• **Document extract**:
*** Begin section ***

Good Morning Groanies,


Here's a column that I put out two years ago. It's funny, weird and is very interesting especially with a kid on the way. Enjoy.

Stacy and I started talking about the possibility of becoming parents. We really want to have kids. Just the thought of having kids...

We already have names picked out for our theoretical children. That was the easy part. The hard part is deciding what to have the kids call me. I think that "Dad", "Daddy", and "Father" have had their day in the sun. I want my kids to call me something that makes a statement. A term, a moniker that is both unique and regal. Something that the kids would be proud to call their father. Which brings me to my list.

I have compiled a list of names my kids can use in reference to me. Of course I'll let them pick it out, hence the list. Okay, here we go (in no particular order)...

*** End section ***

• **Information provided**:
*** Begin section ***

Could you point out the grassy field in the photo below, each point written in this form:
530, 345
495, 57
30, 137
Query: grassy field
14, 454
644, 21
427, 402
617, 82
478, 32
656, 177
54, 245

*** End section ***

• **Tasks to carry out**:
• A. In the column about fatherhood names, what had the writer and Stacy already picked out for their theoretical children?
• B. Go on with the column about fatherhood names from the point where it stops.

• **Responses per task**:
• A. They had already picked out names for them.

• B.
1. Pappy
2. Papa Jake
3. Sweeps
4. The Colonel
5. Hal McBeef
6. Catfish
7. Sheriff Tippy
8. Sir Chester Cheese
9. Frugal Mac Doogal
10. King Pop Mop III

That's a pretty good list if I do say so myself. Personally, I like number 6 the best, wouldn't you agree? I guess I'll keep my fingers crossed and we will see what happens when that day comes around.


So, there you have it. Now, after reading that, and knowing that I have a little boy on the way, I know the first time I hear him call me dad or dada or daddy...I'm just going to go to pieces. I can't wait for that moment. I can't wait to be a dad.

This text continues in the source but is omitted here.